◆ EXTRACT TO READ
MADISON, Wis. (7/29/13)--At the base of a member's credit union relationship lies the promise of surplus--whatever a credit union earns in excess of its expenses is to be used on behalf of or returned to members, says a new Filene Research Institute report.
Beyond deposit-based dividends, members extend implicit flexibility to boards and managers about how that shared surplus should be used, said the report, "Patronage, Loyalty, and Credit Unions' Shared Surplus," by Daniel Cote, a professor at HEC Montreal.
Most members don't think of the surplus as theirs, because most credit unions don't talk about it that way. However, credit union leaders, as stewards, should think about that surplus and how it should be used to grow, to deliver value to, and to strengthen the cooperative, said Filene.
The report was produced in partnership with Credit Union Central of Canada, and challenges readers to consider how practices like patronage dividends, incentive programs, and strategic use of the surplus can engender loyalty and strengthen the credit union.
The first part examines the academic research behind loyalty, including Cote's own thinking about how a "new cooperative paradigm" can invigorate credit unions that cultivate loyalty.
The second part analyzes how three Canadian and three U.S. credit unions use their surpluses--in very different ways--to return value to members.
The report says the implications for credit unions are:
Shared surplus is a productive way to think about member value, economic or otherwise. The simplest way to return shared surplus is in extraordinary dividends, but just as valid are the approaches where the surplus is deliberately reinvested in a layered loyalty program that promotes patronage or even in a service delivery model that reinforces the brand.

Stored items
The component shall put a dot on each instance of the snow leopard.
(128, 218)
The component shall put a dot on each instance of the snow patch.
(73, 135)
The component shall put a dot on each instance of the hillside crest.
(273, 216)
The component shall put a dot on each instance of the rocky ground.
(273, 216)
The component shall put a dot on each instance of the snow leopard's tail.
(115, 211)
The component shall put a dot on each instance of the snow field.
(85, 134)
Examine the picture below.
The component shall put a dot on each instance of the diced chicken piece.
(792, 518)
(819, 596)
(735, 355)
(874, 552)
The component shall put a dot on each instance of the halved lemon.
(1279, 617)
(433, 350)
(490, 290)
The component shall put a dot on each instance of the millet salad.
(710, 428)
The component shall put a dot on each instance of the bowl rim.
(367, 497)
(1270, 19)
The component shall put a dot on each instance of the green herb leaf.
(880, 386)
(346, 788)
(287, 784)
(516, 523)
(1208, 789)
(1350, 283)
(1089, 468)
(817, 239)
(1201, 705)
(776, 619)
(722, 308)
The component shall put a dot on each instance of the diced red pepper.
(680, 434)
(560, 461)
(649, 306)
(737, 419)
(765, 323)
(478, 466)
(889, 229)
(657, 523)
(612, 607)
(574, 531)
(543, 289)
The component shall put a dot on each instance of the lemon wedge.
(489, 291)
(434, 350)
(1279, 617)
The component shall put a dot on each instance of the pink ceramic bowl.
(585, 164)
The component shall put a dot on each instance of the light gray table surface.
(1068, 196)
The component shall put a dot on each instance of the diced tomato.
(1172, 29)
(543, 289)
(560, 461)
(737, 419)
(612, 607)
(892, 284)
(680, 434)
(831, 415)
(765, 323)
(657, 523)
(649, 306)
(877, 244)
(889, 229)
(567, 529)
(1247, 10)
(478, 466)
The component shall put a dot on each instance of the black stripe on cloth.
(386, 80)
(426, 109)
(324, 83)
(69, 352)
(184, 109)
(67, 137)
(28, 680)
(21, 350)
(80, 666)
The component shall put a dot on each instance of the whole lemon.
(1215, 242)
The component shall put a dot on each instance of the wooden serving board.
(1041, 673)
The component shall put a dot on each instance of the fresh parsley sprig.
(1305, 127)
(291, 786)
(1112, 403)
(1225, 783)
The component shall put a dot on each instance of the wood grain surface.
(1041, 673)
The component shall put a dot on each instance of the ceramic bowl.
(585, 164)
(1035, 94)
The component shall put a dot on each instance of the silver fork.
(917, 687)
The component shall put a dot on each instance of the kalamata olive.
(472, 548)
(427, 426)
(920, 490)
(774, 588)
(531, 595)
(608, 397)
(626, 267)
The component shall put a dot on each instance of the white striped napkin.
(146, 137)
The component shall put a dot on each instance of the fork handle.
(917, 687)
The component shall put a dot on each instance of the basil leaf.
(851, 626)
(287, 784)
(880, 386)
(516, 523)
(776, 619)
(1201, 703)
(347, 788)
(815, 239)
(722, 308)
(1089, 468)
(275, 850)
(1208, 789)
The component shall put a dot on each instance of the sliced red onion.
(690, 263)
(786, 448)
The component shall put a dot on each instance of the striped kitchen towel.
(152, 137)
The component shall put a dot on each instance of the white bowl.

◆ INSTRUCTION
Indicate whether each statement below agrees with the article on credit union surplus, answering yes or no and quoting the deciding words of the article. 1. The report was written by a professor at HEC Montreal. 2. The second part of the report analyzes only Canadian credit unions. 3. Most members regard the surplus as their own.

◆ RESULT
1. Yes: "by Daniel Cote, a professor at HEC Montreal."
2. No: "three Canadian and three U.S. credit unions"
3. No: "Most members don't think of the surplus as theirs"